**Stated exercise A:**
Reproduce the album description between "Whatever Turns You On is" and "except as noted.", inclusive.
**Stated exercise B:**
In the album description, what peak position did Whatever Turns You On reach on the Billboard U.S. album chart?

**Excerpted text:**
########

Whatever Turns You On is the second and last studio album by blues rock power trio/supergroup West, Bruce and Laing.

The album features a black-and-white comic strip on its front and back covers depicting the alleged "turn-ons" of the band's members - Leslie West's is food, Jack Bruce's alcohol, and Corky Laing's sex - as pursued by various avatars representing each of the three.  The album's front cover drawing shows the three band members, each pictured with their alter-egos.

Although not the hit that West, Bruce and Laing's debut 1972 album Why Dontcha was, Whatever Turns You On was a moderate success, reaching #87 on the Billboard U.S. album chart.

Track listing
All songs written by Leslie West, Jack Bruce and Corky Laing, except as noted.

########

**Supplied entries:**

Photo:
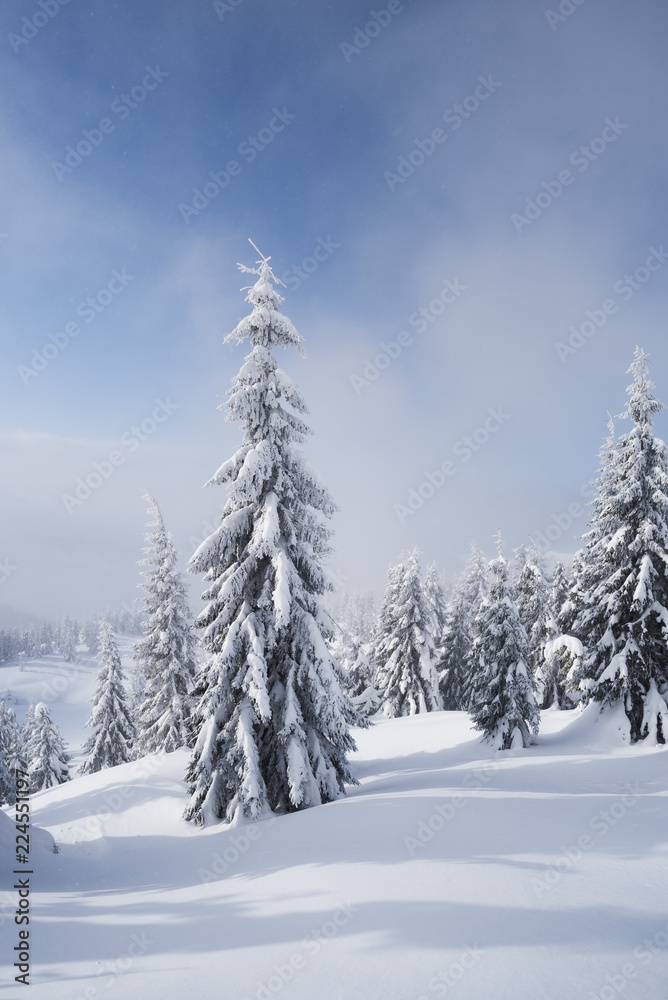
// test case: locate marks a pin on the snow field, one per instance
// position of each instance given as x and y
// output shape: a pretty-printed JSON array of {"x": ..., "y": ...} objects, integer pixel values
[{"x": 451, "y": 871}]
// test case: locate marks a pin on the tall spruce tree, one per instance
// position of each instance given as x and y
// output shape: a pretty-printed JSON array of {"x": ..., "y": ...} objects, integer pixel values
[
  {"x": 532, "y": 599},
  {"x": 69, "y": 634},
  {"x": 504, "y": 706},
  {"x": 623, "y": 620},
  {"x": 436, "y": 599},
  {"x": 48, "y": 761},
  {"x": 166, "y": 658},
  {"x": 272, "y": 720},
  {"x": 473, "y": 591},
  {"x": 455, "y": 657},
  {"x": 9, "y": 753},
  {"x": 113, "y": 729},
  {"x": 407, "y": 679}
]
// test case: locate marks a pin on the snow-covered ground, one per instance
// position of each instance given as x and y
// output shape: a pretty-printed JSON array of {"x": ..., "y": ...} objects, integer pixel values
[{"x": 450, "y": 871}]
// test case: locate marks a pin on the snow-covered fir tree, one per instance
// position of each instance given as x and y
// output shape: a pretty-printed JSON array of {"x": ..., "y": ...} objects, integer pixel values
[
  {"x": 559, "y": 587},
  {"x": 532, "y": 599},
  {"x": 166, "y": 657},
  {"x": 455, "y": 657},
  {"x": 555, "y": 660},
  {"x": 46, "y": 638},
  {"x": 272, "y": 719},
  {"x": 69, "y": 634},
  {"x": 407, "y": 679},
  {"x": 9, "y": 753},
  {"x": 110, "y": 719},
  {"x": 48, "y": 761},
  {"x": 26, "y": 730},
  {"x": 623, "y": 620},
  {"x": 435, "y": 594},
  {"x": 385, "y": 622},
  {"x": 473, "y": 590},
  {"x": 90, "y": 635},
  {"x": 503, "y": 703}
]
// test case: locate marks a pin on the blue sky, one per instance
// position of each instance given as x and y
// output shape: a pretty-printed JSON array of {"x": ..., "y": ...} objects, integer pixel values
[{"x": 329, "y": 126}]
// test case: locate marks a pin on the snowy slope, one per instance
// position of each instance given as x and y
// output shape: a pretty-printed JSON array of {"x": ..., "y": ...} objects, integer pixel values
[{"x": 378, "y": 895}]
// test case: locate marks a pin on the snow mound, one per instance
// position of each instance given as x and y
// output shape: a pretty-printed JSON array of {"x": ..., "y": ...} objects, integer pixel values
[{"x": 41, "y": 842}]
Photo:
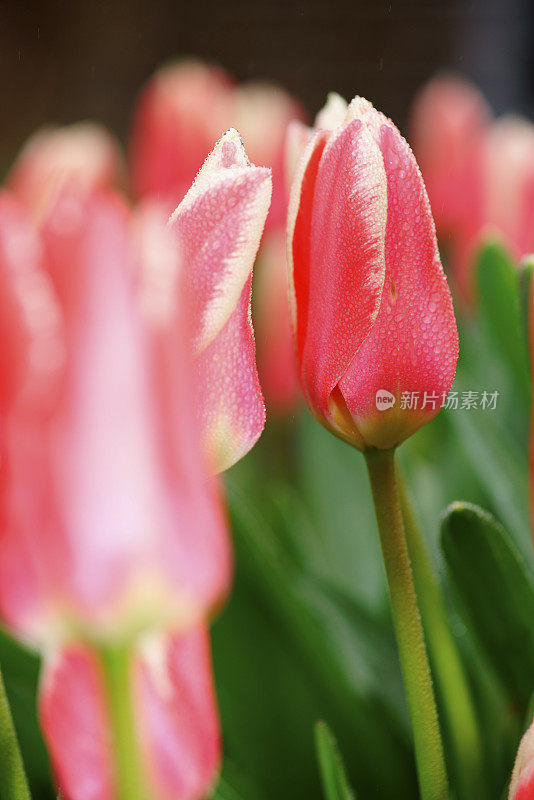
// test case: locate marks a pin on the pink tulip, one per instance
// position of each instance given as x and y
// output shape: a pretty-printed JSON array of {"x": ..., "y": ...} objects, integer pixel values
[
  {"x": 522, "y": 782},
  {"x": 509, "y": 182},
  {"x": 110, "y": 524},
  {"x": 184, "y": 108},
  {"x": 30, "y": 339},
  {"x": 175, "y": 717},
  {"x": 113, "y": 530},
  {"x": 372, "y": 313},
  {"x": 220, "y": 221},
  {"x": 449, "y": 121},
  {"x": 276, "y": 352},
  {"x": 181, "y": 112},
  {"x": 83, "y": 156}
]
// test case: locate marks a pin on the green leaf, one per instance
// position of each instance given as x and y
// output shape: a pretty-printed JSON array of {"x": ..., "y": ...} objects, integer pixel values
[
  {"x": 20, "y": 669},
  {"x": 526, "y": 271},
  {"x": 500, "y": 309},
  {"x": 496, "y": 590},
  {"x": 334, "y": 779},
  {"x": 500, "y": 465}
]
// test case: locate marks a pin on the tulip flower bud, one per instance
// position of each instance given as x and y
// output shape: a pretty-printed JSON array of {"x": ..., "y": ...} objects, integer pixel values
[
  {"x": 30, "y": 336},
  {"x": 110, "y": 522},
  {"x": 84, "y": 157},
  {"x": 522, "y": 782},
  {"x": 448, "y": 122},
  {"x": 174, "y": 713},
  {"x": 372, "y": 312},
  {"x": 181, "y": 112}
]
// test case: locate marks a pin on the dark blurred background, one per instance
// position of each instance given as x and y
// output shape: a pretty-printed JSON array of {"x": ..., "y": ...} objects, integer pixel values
[{"x": 64, "y": 60}]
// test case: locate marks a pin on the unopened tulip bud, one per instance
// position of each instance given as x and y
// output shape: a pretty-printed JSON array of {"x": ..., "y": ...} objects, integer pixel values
[
  {"x": 522, "y": 782},
  {"x": 81, "y": 157},
  {"x": 372, "y": 312},
  {"x": 218, "y": 226}
]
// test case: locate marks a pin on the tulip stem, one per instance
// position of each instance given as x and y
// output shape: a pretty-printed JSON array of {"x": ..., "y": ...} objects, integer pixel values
[
  {"x": 415, "y": 667},
  {"x": 130, "y": 783},
  {"x": 453, "y": 688},
  {"x": 13, "y": 782}
]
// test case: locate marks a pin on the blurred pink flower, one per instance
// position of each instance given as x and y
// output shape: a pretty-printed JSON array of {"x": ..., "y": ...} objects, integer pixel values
[
  {"x": 509, "y": 182},
  {"x": 175, "y": 716},
  {"x": 450, "y": 119},
  {"x": 522, "y": 782},
  {"x": 479, "y": 173},
  {"x": 218, "y": 227},
  {"x": 81, "y": 156},
  {"x": 182, "y": 110},
  {"x": 110, "y": 522},
  {"x": 128, "y": 342}
]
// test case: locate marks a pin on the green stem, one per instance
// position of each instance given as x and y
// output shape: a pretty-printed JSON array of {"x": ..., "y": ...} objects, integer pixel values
[
  {"x": 429, "y": 755},
  {"x": 457, "y": 703},
  {"x": 13, "y": 782},
  {"x": 130, "y": 782}
]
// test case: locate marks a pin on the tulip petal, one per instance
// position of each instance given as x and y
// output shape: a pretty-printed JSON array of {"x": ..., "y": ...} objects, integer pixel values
[
  {"x": 84, "y": 156},
  {"x": 413, "y": 345},
  {"x": 338, "y": 262},
  {"x": 332, "y": 115},
  {"x": 30, "y": 323},
  {"x": 262, "y": 115},
  {"x": 522, "y": 781},
  {"x": 276, "y": 353},
  {"x": 74, "y": 720},
  {"x": 196, "y": 552},
  {"x": 230, "y": 399},
  {"x": 177, "y": 715},
  {"x": 182, "y": 111},
  {"x": 219, "y": 225}
]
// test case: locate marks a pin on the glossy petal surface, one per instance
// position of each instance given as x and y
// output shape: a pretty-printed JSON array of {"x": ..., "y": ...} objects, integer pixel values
[{"x": 178, "y": 716}]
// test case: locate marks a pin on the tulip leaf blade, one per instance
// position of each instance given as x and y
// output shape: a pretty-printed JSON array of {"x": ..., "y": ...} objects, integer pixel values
[
  {"x": 333, "y": 776},
  {"x": 496, "y": 592},
  {"x": 500, "y": 309}
]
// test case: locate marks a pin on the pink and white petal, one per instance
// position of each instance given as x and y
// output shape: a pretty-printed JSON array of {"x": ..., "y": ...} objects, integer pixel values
[
  {"x": 230, "y": 400},
  {"x": 297, "y": 137},
  {"x": 509, "y": 179},
  {"x": 31, "y": 348},
  {"x": 522, "y": 781},
  {"x": 346, "y": 259},
  {"x": 75, "y": 724},
  {"x": 102, "y": 452},
  {"x": 183, "y": 109},
  {"x": 299, "y": 235},
  {"x": 449, "y": 116},
  {"x": 219, "y": 226},
  {"x": 413, "y": 345},
  {"x": 333, "y": 113},
  {"x": 263, "y": 113},
  {"x": 177, "y": 715},
  {"x": 276, "y": 359},
  {"x": 84, "y": 156}
]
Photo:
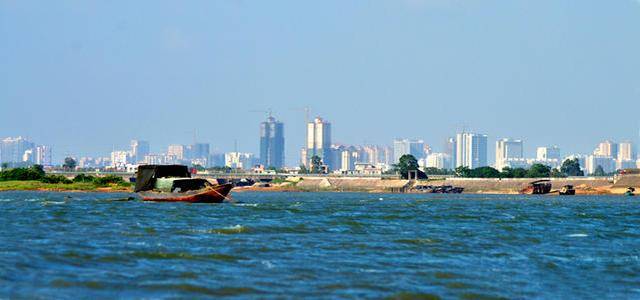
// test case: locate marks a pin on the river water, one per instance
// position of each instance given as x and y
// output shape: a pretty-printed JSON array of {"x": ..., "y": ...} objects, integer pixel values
[{"x": 319, "y": 245}]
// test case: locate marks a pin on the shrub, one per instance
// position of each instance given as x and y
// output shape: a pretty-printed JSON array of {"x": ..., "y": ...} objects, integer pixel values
[
  {"x": 84, "y": 178},
  {"x": 33, "y": 173},
  {"x": 56, "y": 179},
  {"x": 106, "y": 180}
]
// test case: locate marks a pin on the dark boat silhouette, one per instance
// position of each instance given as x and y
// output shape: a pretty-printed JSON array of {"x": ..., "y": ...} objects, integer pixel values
[{"x": 173, "y": 183}]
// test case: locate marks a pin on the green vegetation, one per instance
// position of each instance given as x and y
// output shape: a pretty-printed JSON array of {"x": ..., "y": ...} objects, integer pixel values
[
  {"x": 571, "y": 167},
  {"x": 69, "y": 163},
  {"x": 408, "y": 163},
  {"x": 436, "y": 171},
  {"x": 316, "y": 164},
  {"x": 536, "y": 171},
  {"x": 599, "y": 171},
  {"x": 34, "y": 178}
]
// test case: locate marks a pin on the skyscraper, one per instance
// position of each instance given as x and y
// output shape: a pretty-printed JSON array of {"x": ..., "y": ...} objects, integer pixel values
[
  {"x": 548, "y": 153},
  {"x": 625, "y": 151},
  {"x": 607, "y": 148},
  {"x": 43, "y": 155},
  {"x": 272, "y": 143},
  {"x": 12, "y": 149},
  {"x": 450, "y": 148},
  {"x": 139, "y": 149},
  {"x": 199, "y": 151},
  {"x": 318, "y": 141},
  {"x": 471, "y": 150},
  {"x": 176, "y": 151},
  {"x": 405, "y": 146},
  {"x": 507, "y": 149}
]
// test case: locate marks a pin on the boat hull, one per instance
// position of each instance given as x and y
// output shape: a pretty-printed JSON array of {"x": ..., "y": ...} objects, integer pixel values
[{"x": 215, "y": 194}]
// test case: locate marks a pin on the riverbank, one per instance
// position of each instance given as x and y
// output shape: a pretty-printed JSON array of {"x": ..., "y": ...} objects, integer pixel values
[
  {"x": 33, "y": 185},
  {"x": 582, "y": 185}
]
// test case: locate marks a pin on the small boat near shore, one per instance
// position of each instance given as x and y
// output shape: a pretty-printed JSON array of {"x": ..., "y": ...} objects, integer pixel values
[
  {"x": 173, "y": 183},
  {"x": 630, "y": 192},
  {"x": 538, "y": 187},
  {"x": 567, "y": 190}
]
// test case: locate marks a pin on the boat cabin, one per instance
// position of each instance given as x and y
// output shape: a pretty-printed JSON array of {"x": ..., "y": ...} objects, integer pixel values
[
  {"x": 168, "y": 179},
  {"x": 541, "y": 187}
]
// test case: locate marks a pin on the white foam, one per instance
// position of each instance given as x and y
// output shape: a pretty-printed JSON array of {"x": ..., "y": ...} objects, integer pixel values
[{"x": 578, "y": 235}]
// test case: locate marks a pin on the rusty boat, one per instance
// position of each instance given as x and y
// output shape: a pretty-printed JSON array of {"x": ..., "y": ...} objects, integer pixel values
[{"x": 173, "y": 183}]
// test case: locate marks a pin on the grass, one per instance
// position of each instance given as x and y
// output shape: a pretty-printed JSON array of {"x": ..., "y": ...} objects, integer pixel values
[{"x": 17, "y": 185}]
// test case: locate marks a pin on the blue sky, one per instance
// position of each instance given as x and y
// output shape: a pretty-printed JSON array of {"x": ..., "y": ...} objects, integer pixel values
[{"x": 88, "y": 76}]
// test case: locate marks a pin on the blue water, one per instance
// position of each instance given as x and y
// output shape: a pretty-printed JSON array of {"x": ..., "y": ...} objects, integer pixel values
[{"x": 329, "y": 245}]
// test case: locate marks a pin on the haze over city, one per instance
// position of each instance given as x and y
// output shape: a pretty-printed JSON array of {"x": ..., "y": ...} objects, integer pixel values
[{"x": 87, "y": 77}]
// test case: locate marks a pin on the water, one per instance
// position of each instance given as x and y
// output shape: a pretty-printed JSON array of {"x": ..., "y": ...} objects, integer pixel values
[{"x": 327, "y": 245}]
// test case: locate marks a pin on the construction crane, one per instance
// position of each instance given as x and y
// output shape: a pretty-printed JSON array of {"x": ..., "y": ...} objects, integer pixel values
[
  {"x": 306, "y": 110},
  {"x": 268, "y": 112}
]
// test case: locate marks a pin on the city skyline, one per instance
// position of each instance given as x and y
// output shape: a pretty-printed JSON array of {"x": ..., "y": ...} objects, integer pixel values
[{"x": 538, "y": 72}]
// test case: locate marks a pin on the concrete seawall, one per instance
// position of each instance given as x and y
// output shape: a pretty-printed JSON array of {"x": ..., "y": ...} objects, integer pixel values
[{"x": 585, "y": 185}]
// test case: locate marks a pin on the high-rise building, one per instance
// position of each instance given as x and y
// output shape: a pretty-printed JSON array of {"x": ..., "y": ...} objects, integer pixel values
[
  {"x": 119, "y": 159},
  {"x": 318, "y": 141},
  {"x": 199, "y": 151},
  {"x": 406, "y": 146},
  {"x": 471, "y": 150},
  {"x": 176, "y": 151},
  {"x": 607, "y": 148},
  {"x": 272, "y": 143},
  {"x": 43, "y": 155},
  {"x": 625, "y": 151},
  {"x": 438, "y": 161},
  {"x": 239, "y": 160},
  {"x": 139, "y": 149},
  {"x": 12, "y": 150},
  {"x": 450, "y": 148},
  {"x": 592, "y": 163},
  {"x": 548, "y": 153},
  {"x": 507, "y": 149}
]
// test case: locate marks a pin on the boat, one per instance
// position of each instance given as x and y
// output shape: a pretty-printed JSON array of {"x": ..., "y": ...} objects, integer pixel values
[
  {"x": 567, "y": 190},
  {"x": 630, "y": 192},
  {"x": 173, "y": 183},
  {"x": 538, "y": 187}
]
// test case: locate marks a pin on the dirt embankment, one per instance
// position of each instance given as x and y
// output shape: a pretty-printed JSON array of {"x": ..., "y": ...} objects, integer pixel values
[{"x": 583, "y": 186}]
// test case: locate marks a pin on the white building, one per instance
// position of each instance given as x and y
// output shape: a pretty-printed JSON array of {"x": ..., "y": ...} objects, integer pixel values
[
  {"x": 43, "y": 155},
  {"x": 139, "y": 149},
  {"x": 177, "y": 152},
  {"x": 239, "y": 160},
  {"x": 508, "y": 149},
  {"x": 607, "y": 163},
  {"x": 318, "y": 142},
  {"x": 406, "y": 146},
  {"x": 471, "y": 150},
  {"x": 438, "y": 160},
  {"x": 548, "y": 152},
  {"x": 607, "y": 148},
  {"x": 119, "y": 159},
  {"x": 625, "y": 151}
]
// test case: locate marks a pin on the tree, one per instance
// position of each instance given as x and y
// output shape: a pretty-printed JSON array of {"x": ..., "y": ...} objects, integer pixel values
[
  {"x": 408, "y": 163},
  {"x": 557, "y": 173},
  {"x": 571, "y": 167},
  {"x": 38, "y": 169},
  {"x": 436, "y": 171},
  {"x": 69, "y": 163},
  {"x": 303, "y": 170},
  {"x": 539, "y": 170},
  {"x": 316, "y": 164},
  {"x": 599, "y": 171}
]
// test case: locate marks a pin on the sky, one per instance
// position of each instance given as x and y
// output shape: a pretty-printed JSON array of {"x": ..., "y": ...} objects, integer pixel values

########

**Correct output A:**
Whatever Turns You On is the second and last studio album by blues rock power trio/supergroup West, Bruce and Laing.

The album features a black-and-white comic strip on its front and back covers depicting the alleged "turn-ons" of the band's members - Leslie West's is food, Jack Bruce's alcohol, and Corky Laing's sex - as pursued by various avatars representing each of the three.  The album's front cover drawing shows the three band members, each pictured with their alter-egos.

Although not the hit that West, Bruce and Laing's debut 1972 album Why Dontcha was, Whatever Turns You On was a moderate success, reaching #87 on the Billboard U.S. album chart.

Track listing
All songs written by Leslie West, Jack Bruce and Corky Laing, except as noted.

**Correct output B:**
#87